NESCT approves equal division of Railroad Tier II benefits

Shearer v. Shearer, 270 Neb. 178 July 22, 2005. No. S-03-680. NESCT upholds trial judge's equal division of divorced husbands Railroad Retirement Tier II benefits, 45 U.S.C. § 231m(b)(2) (2000); 20 C.F.R. § 295.1 (2005), nothwithstanding his contention that it was non-marital property or that the Tier II benefits should go solely to the husband. Since the husband and wife already stipulated to a division of their other property, the husband could not ask the court to consider the effect of the stipulated property division on the contested division of the Tier II benefits. The husband failed topresent evidence that the Tier II benefits were non-marital, nor did the husband present contrary evidence for a more favorable property division. finall the court may consider the relative incomes of the spouses in dividing property. Section 42-365

Wednesday, July 20, 2005

Follow up: 8th Circ rules SOL ran on Seward Church School abuse case

Earlier this month the Nebraska Court of Appeals heard Plaintiffs' appeal in a sex abuse case against The Lutheran School of Seward Nebraska and an individual teacher. Now the 8th Circuit in a companion case has ruled in favor of the defendants agreeing that it was too late for an adult who alleged a school teacher abused him while he was a teenager. The Plaintiff turned 21, the date damage actions limitation periods begin to run for most torts against minors, in 1985 but did not file suit until 2002. "Nebraska law applies to this diversity suit. Nebraska's four-year statute of limitations for tort actions, see Neb. Rev. Stat. § 25-207(3), is tolled for minors until they reach the age of 21, see Neb. Rev. Stat. § 25-213; Brown v. Kindred, 608 N.W.2d 577, 580 (Neb. 2000). " Federal District Court Judge Laure Smith Camp said while she did not discount the seriousness of Kraft's mental condition, it was disingenuous for Kraft to claim he experienced an "epiphany" connecting his problems with the alleged abuse beginning on May 16, 2002. The 8th Circ made very clear that this was not a case of truly repressed memory that would have prevented a plaintiff from ascertaining his injuries, rather, "Kraft has always retained an awareness of the facts of the claimed abuse," said Circuit Judge Hansen; moreover, " (undisputedly) Kraft drew a direct connection between the abuse and his negative behaviors in 1990, when he disclosed the abuse to his wife and parents as an explanation for his marital discord and homosexual activity." Equitable tolling did not apply because the Plaintiff was well aware of his injury and his mental disorders did not prevent him from asserting his legal right to recovery if any.

(Records from a data source)

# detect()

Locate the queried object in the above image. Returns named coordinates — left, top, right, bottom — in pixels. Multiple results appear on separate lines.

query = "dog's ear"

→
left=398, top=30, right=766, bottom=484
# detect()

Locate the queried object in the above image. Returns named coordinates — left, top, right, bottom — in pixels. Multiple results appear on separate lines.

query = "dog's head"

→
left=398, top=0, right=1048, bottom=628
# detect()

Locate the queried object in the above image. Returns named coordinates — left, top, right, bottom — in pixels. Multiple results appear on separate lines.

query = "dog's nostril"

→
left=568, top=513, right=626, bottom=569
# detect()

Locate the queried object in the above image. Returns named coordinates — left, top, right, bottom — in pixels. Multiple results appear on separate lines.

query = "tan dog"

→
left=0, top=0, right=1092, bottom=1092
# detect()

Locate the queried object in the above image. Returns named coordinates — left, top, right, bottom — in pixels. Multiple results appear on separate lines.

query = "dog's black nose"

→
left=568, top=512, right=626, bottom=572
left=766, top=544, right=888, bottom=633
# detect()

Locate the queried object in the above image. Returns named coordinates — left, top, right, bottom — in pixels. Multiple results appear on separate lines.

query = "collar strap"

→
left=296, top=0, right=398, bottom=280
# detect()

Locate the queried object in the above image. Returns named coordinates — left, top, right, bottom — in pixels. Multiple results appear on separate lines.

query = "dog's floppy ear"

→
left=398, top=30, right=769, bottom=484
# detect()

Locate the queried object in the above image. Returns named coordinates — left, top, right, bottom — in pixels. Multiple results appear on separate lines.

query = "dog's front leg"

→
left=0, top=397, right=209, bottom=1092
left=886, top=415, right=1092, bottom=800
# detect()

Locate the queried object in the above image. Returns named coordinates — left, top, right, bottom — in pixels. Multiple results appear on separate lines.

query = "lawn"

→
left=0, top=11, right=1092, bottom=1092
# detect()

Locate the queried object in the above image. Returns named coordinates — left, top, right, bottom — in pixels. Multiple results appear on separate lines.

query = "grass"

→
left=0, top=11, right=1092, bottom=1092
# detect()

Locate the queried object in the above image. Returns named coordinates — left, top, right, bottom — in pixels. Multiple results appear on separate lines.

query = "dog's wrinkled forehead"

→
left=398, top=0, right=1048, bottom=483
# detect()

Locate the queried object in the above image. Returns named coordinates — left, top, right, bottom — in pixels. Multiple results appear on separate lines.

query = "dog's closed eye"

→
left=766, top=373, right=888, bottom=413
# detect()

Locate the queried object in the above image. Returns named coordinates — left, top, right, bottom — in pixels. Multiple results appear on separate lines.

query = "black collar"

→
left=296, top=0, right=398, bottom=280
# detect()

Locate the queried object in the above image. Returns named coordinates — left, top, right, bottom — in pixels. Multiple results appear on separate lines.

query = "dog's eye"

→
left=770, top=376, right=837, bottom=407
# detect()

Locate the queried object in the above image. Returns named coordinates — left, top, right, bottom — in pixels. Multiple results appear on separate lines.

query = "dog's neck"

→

Required action 1: Using the posts on Nebraska court rulings, decide whether each statement agrees with the text: (a) the abuse plaintiff did not file suit until 2002, (b) the 8th Circuit treated the case as one of truly repressed memory, (c) Nebraska's statute of limitations for tort actions runs four years. Answer yes or no for each, quoting the words that decide it.
Required action 2:
Answer these questions from the posts on Nebraska court rulings:
(a) What docket number does Shearer v. Shearer carry?
(b) Which court heard the plaintiffs' appeal earlier this month in the case against The Lutheran School of Seward Nebraska?
(c) In what year did Kraft disclose the abuse to his wife and parents?
Required action 3: Write the next part of the posts on Nebraska court rulings, picking up after the final sentence shown.
These data come from a source separate from the posts on Nebraska court rulings.

Exercise answer 1:
(a) Yes: "in 1985 but did not file suit until 2002"
(b) No: "this was not a case of truly repressed memory"
(c) Yes: "Nebraska's four-year statute of limitations for tort actions"

Exercise answer 2:
(a) No. S-03-680
(b) The Nebraska Court of Appeals
(c) 1990

Exercise answer 3:
Tuesday, July 19, 2005

Cornhusker State felons regain voting rights in Sept 05

Ex felons will regain voting rights in Nebraska starting in September of this year, and voting minded civic groups are gearing up to register them.LB53, 2005 Session, Veto overried 3-10-2005. "The League of Women Voters of Nebraska and the Nebraska Voting Rights Coalition, which is made up of 12 groups, will soon launch an education campaign to get the estimated 59,000 felons in the state registered to vote in time for the 2006 primary," according to this linked Associated Press Story. I wonder why the League of Women Voters would take such interest in registering ex felons to vote, since a great number probably were abusive to their wives and girlfriends. A recent US Justice Department Study on Family Violence Statistics from this year reports that 15% of 1/2 million incarcerated for a violent crime nationwide committed them against against a family member. "Also driving efforts to roll back disenfranchisement laws is the nation's swelling prison population. Though crime rates have fallen, the prison population soared to 2.1 million by June 2004, according to figures compiled by the U.S. Justice Department. In 1970, that number was about 200,000. Associated Press.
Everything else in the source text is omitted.